» **What the task asks**
Reproduce every line of the data, exactly and without its pictures.

********

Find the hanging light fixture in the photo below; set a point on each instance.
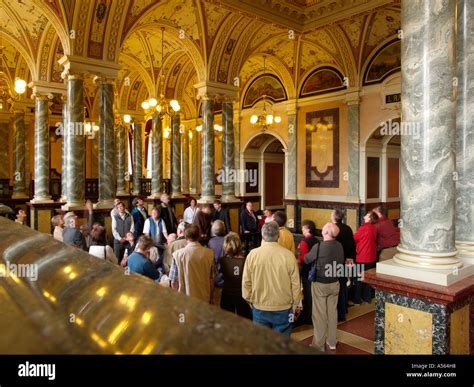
(161, 105)
(263, 119)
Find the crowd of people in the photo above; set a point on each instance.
(258, 272)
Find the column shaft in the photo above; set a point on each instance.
(157, 157)
(137, 158)
(185, 162)
(64, 153)
(41, 150)
(19, 155)
(175, 157)
(75, 143)
(106, 145)
(465, 132)
(207, 152)
(121, 159)
(427, 149)
(228, 185)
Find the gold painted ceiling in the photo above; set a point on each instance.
(205, 40)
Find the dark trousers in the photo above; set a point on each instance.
(119, 249)
(363, 291)
(342, 300)
(236, 304)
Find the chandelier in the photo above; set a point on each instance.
(264, 119)
(161, 105)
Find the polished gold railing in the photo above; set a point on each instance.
(80, 304)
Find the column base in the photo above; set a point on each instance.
(44, 199)
(207, 199)
(415, 318)
(438, 277)
(425, 260)
(104, 204)
(465, 251)
(73, 206)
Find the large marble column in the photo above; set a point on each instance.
(4, 174)
(427, 147)
(228, 160)
(106, 145)
(207, 152)
(185, 161)
(175, 157)
(64, 153)
(42, 159)
(291, 156)
(156, 157)
(353, 149)
(19, 149)
(75, 143)
(121, 159)
(137, 158)
(465, 132)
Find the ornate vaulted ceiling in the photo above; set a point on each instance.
(205, 40)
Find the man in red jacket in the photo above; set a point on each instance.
(366, 255)
(388, 236)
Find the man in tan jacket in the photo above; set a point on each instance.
(271, 282)
(193, 270)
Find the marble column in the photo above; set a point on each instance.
(427, 147)
(157, 157)
(194, 162)
(465, 132)
(207, 152)
(175, 157)
(42, 159)
(291, 156)
(228, 160)
(19, 172)
(64, 153)
(137, 158)
(120, 159)
(75, 143)
(353, 149)
(4, 174)
(185, 162)
(106, 145)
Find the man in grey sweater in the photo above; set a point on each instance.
(329, 257)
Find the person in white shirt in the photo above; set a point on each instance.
(99, 246)
(190, 212)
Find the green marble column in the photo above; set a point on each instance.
(4, 174)
(121, 159)
(42, 160)
(156, 157)
(106, 145)
(228, 186)
(19, 133)
(175, 157)
(137, 158)
(75, 138)
(64, 154)
(185, 162)
(207, 152)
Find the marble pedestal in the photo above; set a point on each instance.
(414, 317)
(41, 214)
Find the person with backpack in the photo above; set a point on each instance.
(325, 257)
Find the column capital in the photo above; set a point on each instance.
(217, 91)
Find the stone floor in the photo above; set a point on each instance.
(355, 336)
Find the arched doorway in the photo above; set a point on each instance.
(263, 159)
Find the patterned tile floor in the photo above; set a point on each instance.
(355, 336)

********

» **Reply**
Find the hanging light fixture in the photo below; set a point on each instance.
(161, 105)
(263, 119)
Find the crowd of people in the photo above; set a point on each instance.
(258, 272)
Find the column shaft in the photo above; set a point on each instance.
(157, 157)
(137, 158)
(185, 162)
(64, 153)
(41, 150)
(19, 155)
(175, 157)
(75, 143)
(106, 145)
(465, 132)
(207, 152)
(121, 159)
(427, 149)
(228, 185)
Find the gold painted ceiling in the photo above; set a point on each instance.
(205, 40)
Find the dark trousers in the photo above; set a point on each instance.
(119, 249)
(363, 291)
(342, 300)
(236, 304)
Find the chandelier in the photo above; set a point on each instance.
(264, 119)
(161, 105)
Find the polished gold railing in the photo above; set a point on each instance.
(80, 304)
Find the column base in the photo above; set a point on each instance.
(44, 199)
(207, 199)
(415, 318)
(438, 277)
(425, 260)
(104, 204)
(465, 251)
(73, 206)
Find the large marble column in the photo above; set a point on each instance.
(4, 174)
(427, 147)
(228, 160)
(106, 145)
(207, 152)
(185, 161)
(175, 157)
(64, 153)
(42, 159)
(291, 156)
(156, 157)
(353, 149)
(19, 149)
(75, 143)
(121, 159)
(137, 158)
(465, 132)
Find the ornate vaulted ceiling in the photo above; set a point on each instance.
(205, 40)
Find the man in red jacket in the photo above; set a point on each instance.
(366, 255)
(388, 236)
Find the man in tan jacket in the photo above; set a point on each instance.
(271, 282)
(193, 270)
Find the marble column in the photo above; set a point on each instance.
(427, 147)
(157, 157)
(194, 162)
(465, 132)
(207, 152)
(175, 157)
(42, 159)
(291, 156)
(228, 160)
(19, 172)
(64, 153)
(137, 158)
(120, 159)
(75, 143)
(353, 149)
(4, 174)
(185, 162)
(106, 145)
Find the man in grey sweater in the photo above; set a point on each instance.
(329, 257)
Find the person in white shirt in the photo above; set a point on each instance.
(99, 246)
(190, 212)
Find the green marble column in the photo above; set a point on each instance.
(4, 174)
(121, 159)
(42, 160)
(156, 157)
(106, 145)
(228, 186)
(19, 133)
(175, 157)
(137, 158)
(75, 138)
(64, 154)
(185, 162)
(207, 152)
Find the marble pedestal in the photo above; set a point on each instance.
(414, 317)
(41, 214)
Find the person with backpack in the photo above; set a point on each instance.
(325, 257)
Find the column capital in the photo above; set a point on each instance.
(217, 91)
Find the stone floor in the photo above; set a point on each instance.
(355, 336)
Find the arched doorway in the photo above; set a point on each instance.
(263, 159)
Find the patterned tile floor in the photo above; set a point on each instance.
(355, 336)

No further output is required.